**WHAT YOU NEED TO DO:**
1. Answer these about the blog excerpt above the records:
(a) How many connected devices can the JetPack 5510 deliver internet to?
(b) What star rating does the review give the device?
(c) In what year did the blind computer user give up a Windows machine for a MacBook?
2. Please quote the passage of the blog excerpt that opens with the words containing "In 2008 I renounced" and closes with "what I expected.".

**TEXT EXCERPT:**
++++++++++++++++++++

Once again, with the kind permission of the author, Scott Granados, here is what he calls a “rough review” of the JetPack 5510.

Per request, here’s a rough review of the JetPack 5510 MyFi device.

First, what is it? It’s a mobile hotspot that can deliver internet to up to 10 connected devices using WiFi and LTE wireless technology.
Appearance wise the box ways about an ounce and is about as large as two boxes of big red gum stacked on top of each other. The case of the MyFi is oval in shape with a single USB port and a button on one side. There’s also a removable battery cover on the bottom.
What’s in the box, 1 USB cable, one AC power adapter / charger and 1 MyFi.

Operation is silly simple. Simply press the button on the side for about a second to power up, press the same button again to power down. There’s no sound or other indicators but unlike previous versions of this device once you press the power button the signal is available for use almost right away.
Speeds are very good, north of 15 megabits per second in far less than ideal conditions. (I used it all day today from the center of a Verizon Complex in their lab. (AT&T’s signal did not reach at all)
Who needs this device, if you’re a mobile worker, if you have a commute or you have the need for mobile data this is the device for you.
In terms of carriers, Verizon has the most wide spread LTE deployment at this time. I think right now Verizon is the network to beat but in the interest of full disclosure they also pay me well so you may wish to take it with a grain of salt although if anyone is really interested I can detail what VZ is doing better and why.

In summary, the good points are the device is fast, very light / small, very fast to boot and extremely simple to use. On the down side, no sounds or audio queues to let you know how the device is operating. I’d give it 3 out of 5 stars with the bulk of the negatives being a lack of audio indicators although the more I use the device the less I find I need them.

Posted in General, iOS Devices | 1 Comment

Another Interesting Item

I thought this might be something some folks might be interested in. I am posting this as I had received it. Please contact the author below if you want more details or have questions.

Mac Mini as a note block for the blinds?

The Mac Mini is small lightweight and yet one of the most performant apple computers out there.
So, if you don’t need a display… Why not use the mini as a notebook replacement?
You have heard of desktop replacements but yes you have quite correctly understood a notebook replacement is the quest we are concerned with in this article.

How the idea came about

I have been a blind computer user since 1995. First I used Dos than Windows and soon after that missing the accessibility of console based systems started to use Linux as well.
My discomfort always had been that Windows was giving me all the fancy apps I needed for daily work but lacked a proper terminal environment.
When I happened to hear about voiceover I was curious at once. A Unix based system with a terminal and builtin support for the graphical user interface?

In 2008 I renounced my windows machine for a macbook. Not after long however I found that I needed windows apps and the web experience in Safari was not quite what I expected.

++++++++++++++++++++

A run of records
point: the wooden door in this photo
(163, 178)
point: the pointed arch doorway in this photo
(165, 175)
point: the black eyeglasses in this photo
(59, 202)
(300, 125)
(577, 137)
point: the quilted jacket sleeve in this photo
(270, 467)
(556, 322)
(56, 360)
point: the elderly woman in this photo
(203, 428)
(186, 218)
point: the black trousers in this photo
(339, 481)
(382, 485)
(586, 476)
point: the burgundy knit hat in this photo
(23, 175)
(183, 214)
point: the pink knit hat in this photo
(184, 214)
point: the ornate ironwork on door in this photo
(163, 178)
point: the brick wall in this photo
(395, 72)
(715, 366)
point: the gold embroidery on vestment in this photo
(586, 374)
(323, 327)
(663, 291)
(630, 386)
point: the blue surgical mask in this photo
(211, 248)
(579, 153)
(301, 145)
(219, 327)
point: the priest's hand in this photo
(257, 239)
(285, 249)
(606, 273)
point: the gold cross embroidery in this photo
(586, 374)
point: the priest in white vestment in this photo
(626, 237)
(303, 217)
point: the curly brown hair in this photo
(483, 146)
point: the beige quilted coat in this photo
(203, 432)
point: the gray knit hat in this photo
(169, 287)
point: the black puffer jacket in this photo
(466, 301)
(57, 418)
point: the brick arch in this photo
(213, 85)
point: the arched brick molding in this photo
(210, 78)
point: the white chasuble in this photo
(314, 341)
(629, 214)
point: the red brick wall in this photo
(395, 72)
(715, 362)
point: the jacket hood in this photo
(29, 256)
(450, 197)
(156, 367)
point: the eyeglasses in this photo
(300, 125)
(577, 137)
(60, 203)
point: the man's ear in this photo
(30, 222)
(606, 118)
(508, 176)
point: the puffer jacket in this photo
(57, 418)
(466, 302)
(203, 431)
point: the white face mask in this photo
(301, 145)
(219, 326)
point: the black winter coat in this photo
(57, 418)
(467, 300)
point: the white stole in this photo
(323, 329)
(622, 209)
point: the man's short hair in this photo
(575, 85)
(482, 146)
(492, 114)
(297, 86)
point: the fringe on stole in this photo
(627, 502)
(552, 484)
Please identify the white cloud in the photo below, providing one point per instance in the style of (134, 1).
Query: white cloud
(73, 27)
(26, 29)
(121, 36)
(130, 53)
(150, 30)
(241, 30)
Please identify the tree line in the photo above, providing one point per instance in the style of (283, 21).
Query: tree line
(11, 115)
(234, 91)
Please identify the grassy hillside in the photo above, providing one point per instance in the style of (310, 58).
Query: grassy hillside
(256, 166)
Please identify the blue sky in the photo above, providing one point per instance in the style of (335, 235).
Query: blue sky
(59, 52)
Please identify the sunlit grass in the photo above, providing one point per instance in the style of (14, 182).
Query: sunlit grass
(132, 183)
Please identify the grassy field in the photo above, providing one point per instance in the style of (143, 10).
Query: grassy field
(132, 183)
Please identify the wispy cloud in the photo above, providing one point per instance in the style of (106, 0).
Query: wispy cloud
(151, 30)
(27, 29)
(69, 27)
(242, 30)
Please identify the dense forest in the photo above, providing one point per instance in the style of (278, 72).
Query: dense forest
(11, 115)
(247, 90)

++++++++++++++++++++

**ANSWERS BELOW:**
1.
(a) Up to 10
(b) 3 out of 5 stars
(c) 2008

2.
In 2008 I renounced my windows machine for a macbook. Not after long however I found that I needed windows apps and the web experience in Safari was not quite what I expected.